- Objective
Can you echo the data below, unchanged, from the line containing "For QA purposes, confirm whether any jar label" down to the line containing "[817,220,850,263]", with both of those lines included?

- Dataset excerpts
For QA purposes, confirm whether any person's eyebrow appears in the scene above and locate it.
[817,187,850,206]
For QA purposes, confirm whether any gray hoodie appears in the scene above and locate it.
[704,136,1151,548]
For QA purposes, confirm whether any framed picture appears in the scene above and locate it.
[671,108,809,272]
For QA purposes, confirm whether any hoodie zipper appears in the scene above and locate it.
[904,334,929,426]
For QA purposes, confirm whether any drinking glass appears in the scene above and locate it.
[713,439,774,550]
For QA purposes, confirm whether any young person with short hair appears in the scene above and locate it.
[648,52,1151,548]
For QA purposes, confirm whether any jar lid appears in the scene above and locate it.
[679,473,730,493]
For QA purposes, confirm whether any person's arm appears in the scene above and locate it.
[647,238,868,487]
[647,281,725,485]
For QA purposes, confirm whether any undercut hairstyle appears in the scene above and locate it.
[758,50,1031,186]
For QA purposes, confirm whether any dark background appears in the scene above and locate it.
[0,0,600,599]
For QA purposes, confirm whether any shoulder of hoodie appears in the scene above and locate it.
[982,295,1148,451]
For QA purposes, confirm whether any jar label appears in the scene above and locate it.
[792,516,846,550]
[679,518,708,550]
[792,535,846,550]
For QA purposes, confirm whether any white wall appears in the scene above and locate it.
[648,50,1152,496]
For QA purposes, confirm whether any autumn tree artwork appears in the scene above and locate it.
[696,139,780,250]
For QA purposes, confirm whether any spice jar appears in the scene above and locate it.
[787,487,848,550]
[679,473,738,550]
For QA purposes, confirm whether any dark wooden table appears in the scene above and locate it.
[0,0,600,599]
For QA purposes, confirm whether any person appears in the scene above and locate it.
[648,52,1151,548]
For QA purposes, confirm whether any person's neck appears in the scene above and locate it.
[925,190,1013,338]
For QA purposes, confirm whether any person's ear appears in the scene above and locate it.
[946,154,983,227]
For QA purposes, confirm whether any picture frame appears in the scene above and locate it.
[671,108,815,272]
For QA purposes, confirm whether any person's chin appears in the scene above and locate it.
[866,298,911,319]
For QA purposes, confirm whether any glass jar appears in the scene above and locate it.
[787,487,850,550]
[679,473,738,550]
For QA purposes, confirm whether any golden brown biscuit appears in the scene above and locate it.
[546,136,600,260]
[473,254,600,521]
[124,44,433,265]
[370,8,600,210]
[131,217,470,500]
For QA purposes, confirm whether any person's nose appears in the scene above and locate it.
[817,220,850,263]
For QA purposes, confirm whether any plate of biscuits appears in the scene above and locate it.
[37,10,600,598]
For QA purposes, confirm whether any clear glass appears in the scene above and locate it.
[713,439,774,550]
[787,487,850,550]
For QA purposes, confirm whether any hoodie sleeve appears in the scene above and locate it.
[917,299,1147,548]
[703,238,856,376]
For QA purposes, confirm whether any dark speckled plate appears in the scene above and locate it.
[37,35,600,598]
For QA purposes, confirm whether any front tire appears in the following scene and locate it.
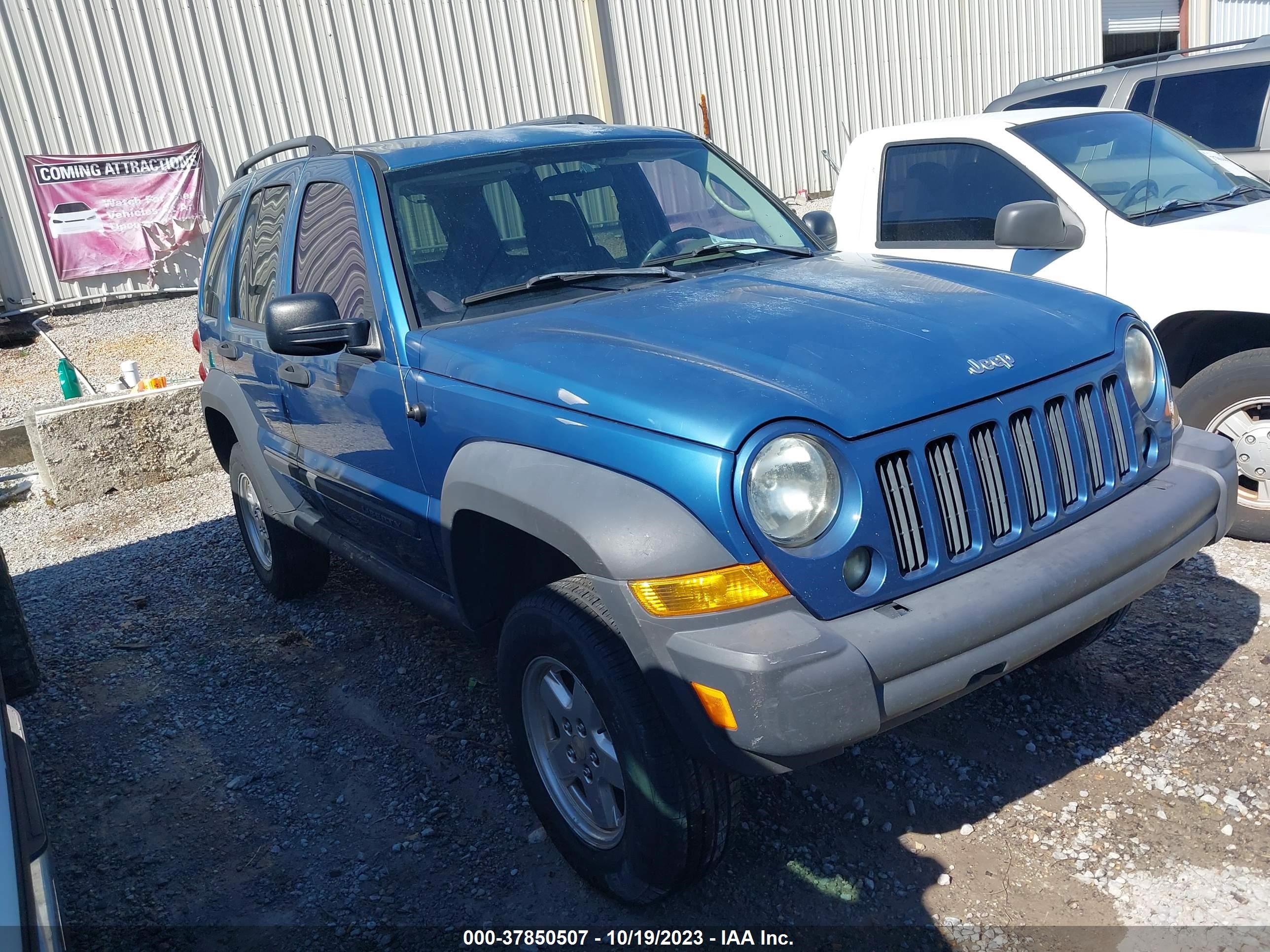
[1177,348,1270,542]
[498,577,733,905]
[229,443,330,602]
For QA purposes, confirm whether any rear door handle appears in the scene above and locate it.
[278,363,314,387]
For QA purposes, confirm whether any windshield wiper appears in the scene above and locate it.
[645,241,815,264]
[1128,184,1270,218]
[462,265,688,306]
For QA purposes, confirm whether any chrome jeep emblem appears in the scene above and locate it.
[966,354,1015,373]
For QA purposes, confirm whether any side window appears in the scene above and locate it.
[1003,85,1107,112]
[1129,65,1270,148]
[292,181,370,319]
[878,142,1053,242]
[234,185,291,324]
[203,196,243,319]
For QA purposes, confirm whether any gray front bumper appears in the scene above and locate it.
[596,428,1235,773]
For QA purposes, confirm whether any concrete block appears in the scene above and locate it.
[26,379,217,508]
[0,418,35,470]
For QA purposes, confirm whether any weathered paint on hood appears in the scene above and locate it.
[409,254,1125,449]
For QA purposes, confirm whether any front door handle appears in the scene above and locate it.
[278,362,314,387]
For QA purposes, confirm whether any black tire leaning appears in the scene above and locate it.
[498,577,734,905]
[229,443,330,602]
[0,548,39,701]
[1036,612,1133,664]
[1177,348,1270,542]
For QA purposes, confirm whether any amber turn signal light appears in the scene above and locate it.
[628,562,789,617]
[692,681,737,731]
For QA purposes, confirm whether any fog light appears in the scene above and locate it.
[842,546,873,591]
[692,681,737,731]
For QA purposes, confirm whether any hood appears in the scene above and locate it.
[409,254,1125,449]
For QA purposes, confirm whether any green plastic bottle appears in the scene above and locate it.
[57,357,84,400]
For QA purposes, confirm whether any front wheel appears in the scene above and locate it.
[498,578,733,904]
[1177,348,1270,542]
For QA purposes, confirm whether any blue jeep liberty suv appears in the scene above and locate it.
[198,117,1235,903]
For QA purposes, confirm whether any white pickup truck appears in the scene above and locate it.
[805,108,1270,541]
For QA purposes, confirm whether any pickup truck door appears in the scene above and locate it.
[269,156,446,589]
[848,132,1106,293]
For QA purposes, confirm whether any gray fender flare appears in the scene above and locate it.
[441,442,737,580]
[199,368,304,522]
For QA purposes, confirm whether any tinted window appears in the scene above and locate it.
[1005,86,1107,112]
[1129,65,1270,148]
[879,142,1050,241]
[203,196,241,319]
[234,185,291,324]
[292,181,370,319]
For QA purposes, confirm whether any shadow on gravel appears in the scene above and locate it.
[16,516,1259,952]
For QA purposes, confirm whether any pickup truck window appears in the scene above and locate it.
[388,139,814,324]
[878,142,1053,244]
[1129,65,1270,148]
[1005,84,1107,112]
[1014,112,1270,225]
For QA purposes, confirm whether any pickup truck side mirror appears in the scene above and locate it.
[264,292,371,357]
[994,201,1085,251]
[803,211,838,250]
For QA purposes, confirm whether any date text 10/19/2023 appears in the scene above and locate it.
[463,929,794,950]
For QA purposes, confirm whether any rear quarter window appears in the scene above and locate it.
[203,196,243,319]
[1129,65,1270,148]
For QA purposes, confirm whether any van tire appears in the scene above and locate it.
[0,548,39,701]
[229,443,330,602]
[498,577,734,905]
[1177,348,1270,542]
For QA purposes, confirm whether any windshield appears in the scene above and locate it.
[388,139,813,324]
[1015,112,1270,223]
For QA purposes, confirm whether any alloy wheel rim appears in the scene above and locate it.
[521,655,626,849]
[1206,396,1270,510]
[238,472,273,570]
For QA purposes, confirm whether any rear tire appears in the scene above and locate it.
[1036,606,1131,664]
[229,443,330,602]
[1177,348,1270,542]
[498,577,734,905]
[0,549,39,701]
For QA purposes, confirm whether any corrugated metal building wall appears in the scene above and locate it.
[0,0,1098,310]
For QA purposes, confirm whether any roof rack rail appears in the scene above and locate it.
[1015,34,1270,91]
[234,136,335,179]
[507,113,604,127]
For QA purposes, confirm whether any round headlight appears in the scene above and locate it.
[749,436,842,548]
[1124,328,1158,410]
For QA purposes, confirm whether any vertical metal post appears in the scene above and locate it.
[578,0,613,122]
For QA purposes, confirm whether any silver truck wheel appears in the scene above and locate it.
[521,656,626,849]
[238,472,273,569]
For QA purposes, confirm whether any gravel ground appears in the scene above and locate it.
[0,295,198,420]
[0,474,1270,952]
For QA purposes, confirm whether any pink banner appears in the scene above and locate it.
[26,142,203,280]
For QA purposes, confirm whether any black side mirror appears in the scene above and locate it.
[993,201,1085,251]
[264,292,371,357]
[803,211,838,249]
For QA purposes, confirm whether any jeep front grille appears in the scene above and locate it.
[926,437,972,555]
[878,453,926,574]
[1010,410,1047,524]
[1076,387,1107,491]
[878,378,1135,575]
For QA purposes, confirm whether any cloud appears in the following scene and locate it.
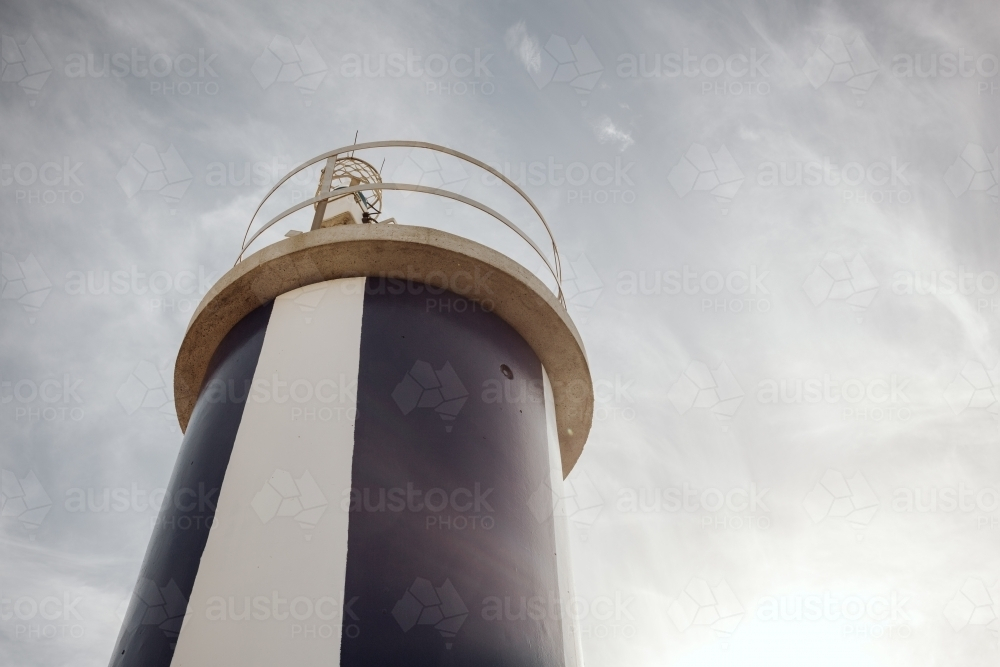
[594,116,635,151]
[504,21,542,73]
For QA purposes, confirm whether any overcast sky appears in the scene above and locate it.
[0,0,1000,667]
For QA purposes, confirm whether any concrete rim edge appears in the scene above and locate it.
[174,224,594,476]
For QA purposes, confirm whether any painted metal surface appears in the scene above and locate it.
[173,278,365,667]
[112,278,579,667]
[111,304,271,667]
[340,279,563,667]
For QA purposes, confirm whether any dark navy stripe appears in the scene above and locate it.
[111,303,273,667]
[341,279,563,667]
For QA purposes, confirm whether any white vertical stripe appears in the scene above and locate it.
[171,278,365,667]
[542,367,583,667]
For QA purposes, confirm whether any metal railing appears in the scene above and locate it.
[236,141,566,308]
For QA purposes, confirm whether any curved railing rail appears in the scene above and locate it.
[236,141,566,308]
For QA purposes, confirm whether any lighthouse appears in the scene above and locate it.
[111,141,593,667]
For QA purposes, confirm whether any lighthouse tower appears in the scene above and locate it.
[111,141,593,667]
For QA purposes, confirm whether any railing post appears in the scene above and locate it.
[310,155,337,231]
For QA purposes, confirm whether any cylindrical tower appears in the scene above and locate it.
[111,142,593,667]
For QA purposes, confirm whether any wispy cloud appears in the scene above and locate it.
[504,21,542,72]
[594,116,635,151]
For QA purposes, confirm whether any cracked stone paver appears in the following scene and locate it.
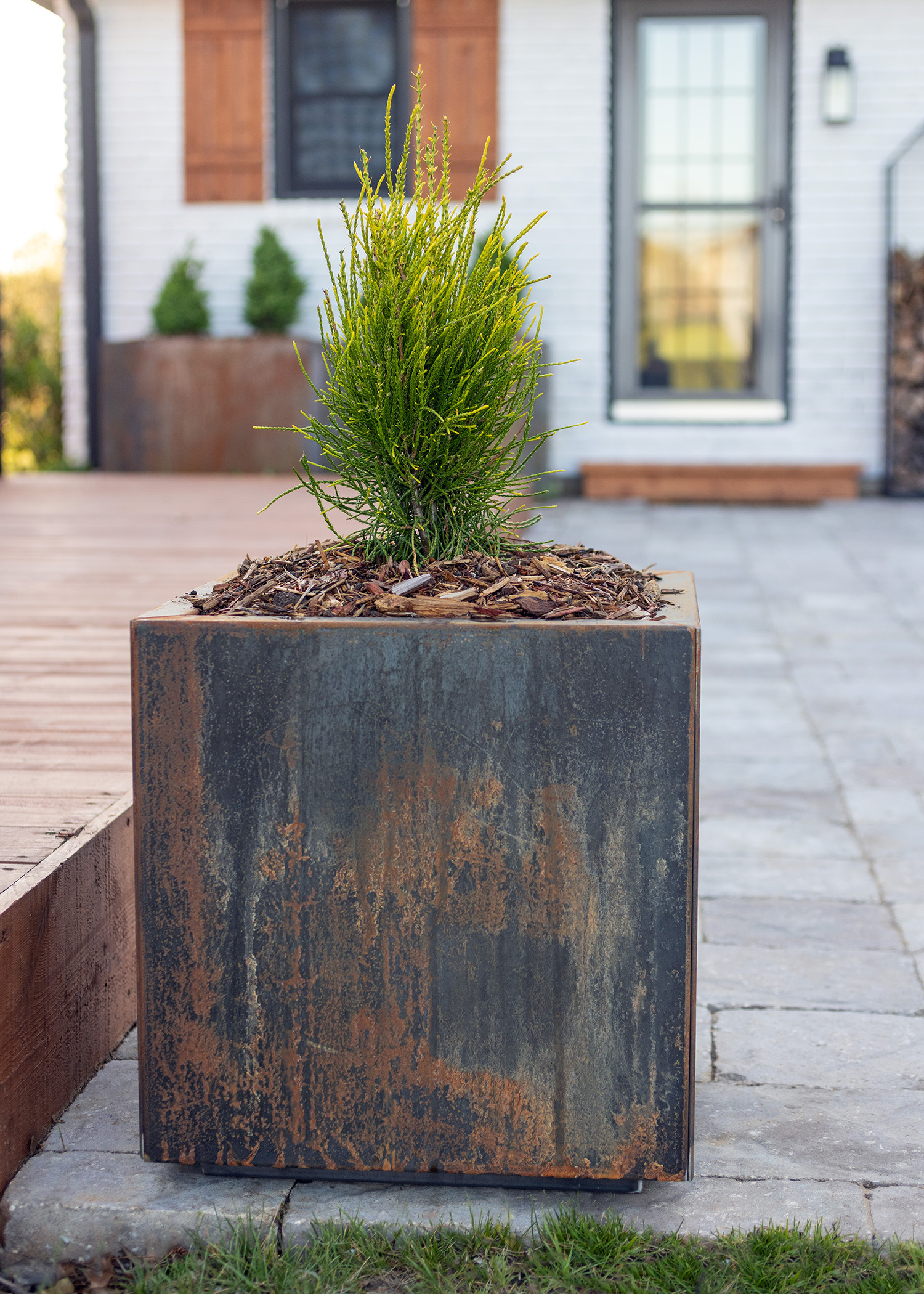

- Full output
For QA purposes, confirm whether any jar label appears in the scene above and locate it.
[792,516,846,550]
[679,518,708,550]
[792,535,846,550]
For QA purposes, confirm whether any white wall appears in the scene above and locate it.
[648,50,1152,496]
For QA purposes, confirm whether any autumn tree artwork appears in the scene above and locate it.
[696,139,780,250]
For QA purposes, confirm whether any spice jar appears in the scene above and locate it.
[787,487,848,550]
[679,473,738,550]
For QA purposes, confirm whether any dark wooden table appears in the scene above and locate it.
[0,0,600,599]
For QA purposes, confirm whether any person appears in the scene above and locate it.
[648,52,1151,548]
For QA purposes, confirm whether any person's neck appears in the scene above and locate it.
[925,190,1013,338]
For QA purposes, confirm whether any person's ear appears in the scene above and locate it.
[946,154,983,227]
For QA purposes, confirm whether any picture frame appears in the scene above and locate it.
[671,108,815,272]
For QA purposes, confirm whether any person's chin appears in the scene above and locate it.
[866,298,911,319]
For QA purposes, confirm whether any glass jar appears in the scene above and locate it.
[787,487,850,550]
[679,473,738,550]
For QA purposes, confirm whether any golden brown biscuit appears in the scene above and locate it.
[546,136,600,260]
[473,254,600,521]
[124,44,433,265]
[370,8,600,210]
[131,217,470,500]
For QA purposes, confirm whether any person's nose appears in the scene above and locate it.
[817,220,850,263]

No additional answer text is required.